- _Gestellte Aufgabe 1_
Wen heiratete Ottavio Piccolomini laut dem Auszug über die Dresdner Akten einige Jahre vor seinem Tod?
- _Gestellte Aufgabe 2_
Führe den Auszug über die Dresdner Akten im Anschluss an seinen letzten Satz fort.

- _Vorliegender Auszug_
Im ANHANG gebe ich einige Auszüge aus den Dresdner Akten *), wennschon sie nur unter einem besonderen Gesichtspunkte und keineswegs deshalb gemacht wurden, weil sie etwas völlig Unbekanntes bringen. Eine Urkunde von kirchengeschichtlicher Bedeutung hoffe ich demnächst im Rahmen einer Arbeit über die Reformationszeit in Lauenburg mitteilen zu können.

Im übrigen sei nur erwähnt, daß sich nach den Registern mehrere Akten mit den Ansprüchen der Lauenburger Herzöge auf die Kurwürde, auf die Führung des Erzmarschall-Wappens u. dergl. befassen; noch mehr mit der Erbfolge in Lauenburg nach dem 30. September 1689. Weiter spielen die abstoßenden Streitigkeiten zwischen Franz I. und seinen Söhnen sowie unter diesen selbst eine Rolle, aber auch die ehelichen Zerwürfnisse zwischen der Herzogin Sibylle und Franz I., sowie die Abmachungen über ihr Wittum und ihre späteren Beschwerden über dessen Beeinträchtigung. Aktenaufschriften lauten z. B.: "Mißverständnisse zwischen Herzog Frantz und seiner Gemahlin Sibylle 1549". - "Sibylle schreibt an ihren Bruder August 1561, ihr Gemahl hure herum bei einer Frau und deren Tochter, bei 3 oder 4 Schwestern, die gegenseitig davon wissen; Kinder seien da pp., sie trennt sich von ihm ..." - "Differenzen zwischen Herzog Frantz und seinem Vater 1574 ... gegen die Concubine des letzteren." - Mehrere Schriftstücke betreffen Franz Albrecht von Lauenburg. Eine Aufschrift besagt: "Ottavio Piccolomini heiratet einige Jahre vor seinem (10. 8. 1656) erfolgten Tode Marie Benigna Franziska von Sachsen-Lauenburg."

- _Rohdaten_

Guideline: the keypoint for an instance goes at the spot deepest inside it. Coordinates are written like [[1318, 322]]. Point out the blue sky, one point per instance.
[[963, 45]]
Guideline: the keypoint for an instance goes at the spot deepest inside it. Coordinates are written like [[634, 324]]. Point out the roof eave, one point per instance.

- _Schriftliche Antwort 1_
Marie Benigna Franziska von Sachsen-Lauenburg.

- _Schriftliche Antwort 2_
Die Handschreiben betreffen großenteils Familienereignisse. Auch im übrigen sind die Briefe, wenigstens die aus den Jahren 1560-1590 an Tatsächlichem wenig ergiebig; großenteils sind sie von zeitgemäßen frommen Betrachtungen und Wünschen erfüllt sowie von allgemeinen Klagen über Familienzwist und Geldnot.
 

ANHANG.

1.

Copial 280, Bl. 22. Frantz II. wird 1559 in Dresden bei dem Kurfürsten August erzogen.

2. und 3.

Loc. 8528. Allerlei Fürstenbriefe an die Kurfürstin, Bl. 116, Pfingsten 1562.
SIBYLLE:
2) "Ich schicke Röcke usw. für meine Töchter. Ich war geneigt goldene Röcke zu schicken. Mein Herr und Gemahl kann sie aber nicht besser geben zur Itztzeit."
3) Bl. 267, 25. 8. 1563. (Zwo Töchter des Herzogs Franz hat die Kurfürstin bei sich.)
"Wir tun uns hoglichen und fleissigen bedancken. Die Geldeshilfe, die wir von unserm Gemahl bekommen, erstreckt sich kaum soweit, daß wir schaffen können für unsere Kleidung. Weil es uns an unserm Vermögen mangelt ... Wenn Ihr unsere Töchter nicht weiter besorgen könnt, wollen wir Euch nicht beschweren."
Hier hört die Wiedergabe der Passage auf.